(Information shown begins)

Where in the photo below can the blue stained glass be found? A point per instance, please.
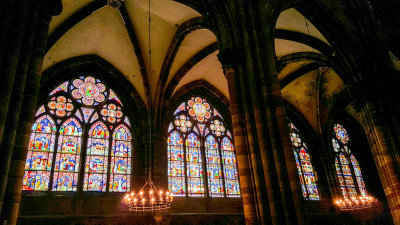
(230, 170)
(40, 155)
(121, 151)
(68, 156)
(214, 172)
(97, 158)
(194, 166)
(304, 166)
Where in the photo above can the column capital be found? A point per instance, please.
(52, 7)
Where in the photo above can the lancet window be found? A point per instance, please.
(304, 166)
(201, 156)
(347, 168)
(71, 138)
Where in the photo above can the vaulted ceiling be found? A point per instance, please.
(121, 37)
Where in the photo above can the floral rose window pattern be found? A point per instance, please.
(81, 110)
(347, 167)
(304, 166)
(88, 90)
(198, 138)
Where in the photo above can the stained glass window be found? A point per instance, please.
(40, 155)
(304, 166)
(230, 168)
(86, 112)
(347, 167)
(194, 166)
(176, 164)
(120, 160)
(214, 173)
(198, 138)
(96, 158)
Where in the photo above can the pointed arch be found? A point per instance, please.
(214, 172)
(348, 170)
(304, 166)
(65, 177)
(176, 164)
(73, 127)
(201, 156)
(40, 154)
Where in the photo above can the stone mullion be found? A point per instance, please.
(256, 157)
(15, 103)
(291, 191)
(242, 155)
(12, 51)
(385, 161)
(14, 186)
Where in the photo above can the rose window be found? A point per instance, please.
(88, 90)
(112, 113)
(183, 123)
(60, 106)
(217, 127)
(199, 109)
(341, 133)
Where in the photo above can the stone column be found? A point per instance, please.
(246, 183)
(10, 47)
(12, 196)
(384, 153)
(16, 97)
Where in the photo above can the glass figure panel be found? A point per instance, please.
(68, 156)
(40, 155)
(120, 168)
(176, 171)
(194, 166)
(96, 158)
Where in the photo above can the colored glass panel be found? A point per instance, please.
(40, 155)
(214, 172)
(113, 96)
(347, 178)
(68, 156)
(217, 128)
(176, 158)
(96, 158)
(341, 133)
(88, 91)
(230, 170)
(359, 178)
(304, 165)
(194, 166)
(86, 113)
(183, 123)
(120, 168)
(62, 87)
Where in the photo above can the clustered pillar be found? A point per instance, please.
(22, 47)
(270, 193)
(382, 140)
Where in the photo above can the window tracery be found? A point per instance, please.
(347, 167)
(201, 156)
(86, 112)
(304, 166)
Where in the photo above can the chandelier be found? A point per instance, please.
(115, 3)
(149, 199)
(354, 203)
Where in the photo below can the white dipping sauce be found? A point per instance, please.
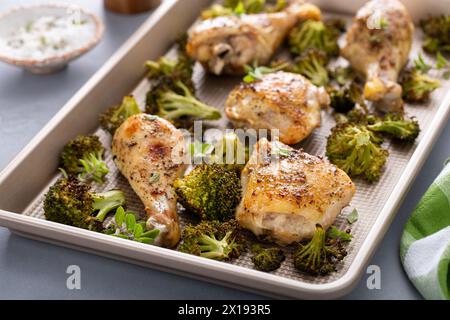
(48, 36)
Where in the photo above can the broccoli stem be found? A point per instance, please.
(212, 248)
(403, 130)
(93, 167)
(106, 201)
(312, 253)
(176, 106)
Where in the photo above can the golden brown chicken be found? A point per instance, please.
(227, 44)
(378, 45)
(284, 199)
(285, 101)
(149, 150)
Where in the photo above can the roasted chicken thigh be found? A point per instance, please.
(149, 151)
(285, 101)
(284, 198)
(226, 44)
(378, 45)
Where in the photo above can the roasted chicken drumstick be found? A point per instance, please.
(149, 150)
(226, 44)
(378, 45)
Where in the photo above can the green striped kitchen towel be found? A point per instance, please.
(425, 244)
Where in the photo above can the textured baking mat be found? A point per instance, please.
(368, 200)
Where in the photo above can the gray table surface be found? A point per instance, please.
(35, 270)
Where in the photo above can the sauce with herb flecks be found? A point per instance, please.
(48, 36)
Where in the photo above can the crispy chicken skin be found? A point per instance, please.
(378, 45)
(227, 44)
(149, 150)
(284, 200)
(282, 100)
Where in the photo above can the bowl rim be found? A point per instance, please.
(57, 58)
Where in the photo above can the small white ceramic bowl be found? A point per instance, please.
(18, 17)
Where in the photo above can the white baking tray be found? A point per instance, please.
(27, 178)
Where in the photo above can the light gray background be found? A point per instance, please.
(35, 270)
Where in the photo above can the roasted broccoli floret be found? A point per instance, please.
(319, 256)
(112, 118)
(71, 202)
(231, 152)
(312, 64)
(213, 240)
(174, 101)
(397, 127)
(437, 33)
(210, 191)
(344, 99)
(343, 75)
(356, 150)
(83, 157)
(238, 7)
(267, 259)
(340, 99)
(125, 226)
(417, 86)
(314, 34)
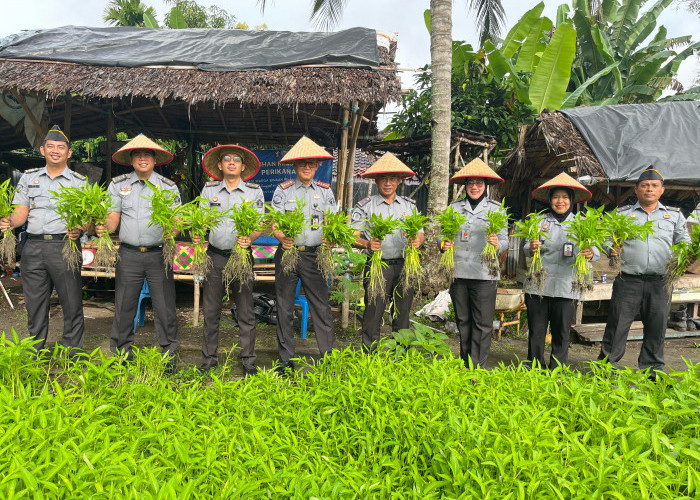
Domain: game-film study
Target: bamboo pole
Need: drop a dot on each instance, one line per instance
(350, 173)
(342, 156)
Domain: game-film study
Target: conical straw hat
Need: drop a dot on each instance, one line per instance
(210, 161)
(306, 149)
(476, 168)
(565, 181)
(388, 164)
(123, 156)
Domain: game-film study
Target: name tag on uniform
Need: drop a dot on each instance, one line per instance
(568, 249)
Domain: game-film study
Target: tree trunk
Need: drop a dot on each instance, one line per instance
(441, 109)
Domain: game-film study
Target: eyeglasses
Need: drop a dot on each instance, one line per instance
(235, 158)
(307, 163)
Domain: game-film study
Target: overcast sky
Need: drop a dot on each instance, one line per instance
(407, 20)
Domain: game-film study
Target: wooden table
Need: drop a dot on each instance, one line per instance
(686, 291)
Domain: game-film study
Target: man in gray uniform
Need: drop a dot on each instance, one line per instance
(317, 196)
(640, 285)
(43, 267)
(388, 173)
(141, 248)
(227, 164)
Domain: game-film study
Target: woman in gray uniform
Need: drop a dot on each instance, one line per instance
(554, 306)
(473, 291)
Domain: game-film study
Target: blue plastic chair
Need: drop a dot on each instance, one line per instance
(300, 300)
(141, 312)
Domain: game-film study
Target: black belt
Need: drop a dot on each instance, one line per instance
(141, 249)
(303, 248)
(642, 277)
(218, 251)
(393, 261)
(31, 236)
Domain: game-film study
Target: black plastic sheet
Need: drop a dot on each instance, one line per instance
(206, 49)
(627, 138)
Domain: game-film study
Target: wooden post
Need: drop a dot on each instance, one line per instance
(111, 139)
(67, 113)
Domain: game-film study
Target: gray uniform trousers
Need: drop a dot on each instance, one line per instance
(133, 266)
(475, 304)
(213, 301)
(400, 307)
(558, 313)
(632, 293)
(316, 291)
(43, 268)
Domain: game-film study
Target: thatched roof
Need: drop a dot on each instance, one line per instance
(256, 107)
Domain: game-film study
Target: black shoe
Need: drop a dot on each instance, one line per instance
(285, 370)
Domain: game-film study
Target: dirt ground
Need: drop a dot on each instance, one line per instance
(99, 312)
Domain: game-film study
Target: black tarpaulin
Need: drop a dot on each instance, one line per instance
(207, 49)
(627, 138)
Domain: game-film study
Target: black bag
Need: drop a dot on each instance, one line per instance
(265, 307)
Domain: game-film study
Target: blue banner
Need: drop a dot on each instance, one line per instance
(272, 173)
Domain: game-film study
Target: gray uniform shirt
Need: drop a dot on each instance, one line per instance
(34, 191)
(223, 235)
(132, 198)
(558, 268)
(317, 197)
(650, 255)
(471, 240)
(395, 243)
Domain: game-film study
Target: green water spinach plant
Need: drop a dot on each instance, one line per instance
(336, 233)
(411, 225)
(291, 223)
(379, 227)
(498, 220)
(620, 228)
(165, 213)
(531, 230)
(586, 231)
(247, 220)
(199, 217)
(450, 221)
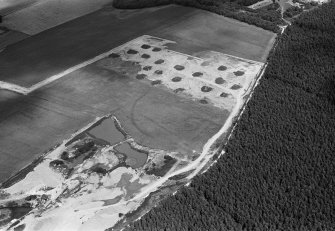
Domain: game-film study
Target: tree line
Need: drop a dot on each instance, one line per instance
(267, 18)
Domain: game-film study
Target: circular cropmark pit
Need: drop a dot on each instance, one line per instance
(176, 79)
(197, 74)
(223, 94)
(132, 52)
(239, 73)
(147, 68)
(235, 87)
(141, 76)
(219, 80)
(179, 90)
(179, 67)
(222, 68)
(156, 49)
(159, 61)
(206, 89)
(114, 55)
(145, 56)
(156, 82)
(145, 46)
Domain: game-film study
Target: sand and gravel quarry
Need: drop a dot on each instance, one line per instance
(159, 137)
(123, 109)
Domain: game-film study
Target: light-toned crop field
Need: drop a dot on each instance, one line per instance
(94, 178)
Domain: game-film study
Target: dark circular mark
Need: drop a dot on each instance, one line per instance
(159, 61)
(145, 46)
(179, 90)
(114, 55)
(197, 74)
(147, 68)
(132, 52)
(206, 89)
(176, 79)
(156, 49)
(235, 87)
(141, 76)
(205, 63)
(223, 94)
(238, 73)
(219, 80)
(145, 56)
(156, 82)
(222, 68)
(179, 67)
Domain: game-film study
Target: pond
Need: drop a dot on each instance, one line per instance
(135, 159)
(107, 131)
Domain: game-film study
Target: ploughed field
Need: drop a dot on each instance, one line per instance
(55, 50)
(147, 115)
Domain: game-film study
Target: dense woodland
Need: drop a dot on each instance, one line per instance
(268, 18)
(278, 172)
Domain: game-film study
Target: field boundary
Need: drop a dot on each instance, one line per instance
(26, 90)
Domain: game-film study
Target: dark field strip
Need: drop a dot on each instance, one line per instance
(278, 170)
(52, 51)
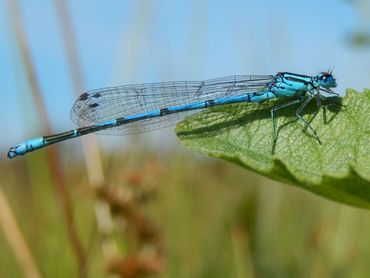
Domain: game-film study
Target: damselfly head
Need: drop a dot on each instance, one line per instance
(326, 80)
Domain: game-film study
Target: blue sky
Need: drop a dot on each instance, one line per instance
(145, 41)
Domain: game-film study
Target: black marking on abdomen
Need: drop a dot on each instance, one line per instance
(84, 96)
(209, 103)
(94, 105)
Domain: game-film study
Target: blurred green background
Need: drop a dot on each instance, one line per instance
(143, 205)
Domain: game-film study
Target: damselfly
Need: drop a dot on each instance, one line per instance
(144, 107)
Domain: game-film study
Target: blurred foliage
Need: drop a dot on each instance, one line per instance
(212, 219)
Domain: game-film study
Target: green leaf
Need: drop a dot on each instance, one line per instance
(339, 169)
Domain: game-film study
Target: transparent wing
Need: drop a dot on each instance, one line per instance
(115, 102)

(Information shown ends)

Tally the lines above that include "dark"; give only the tally.

2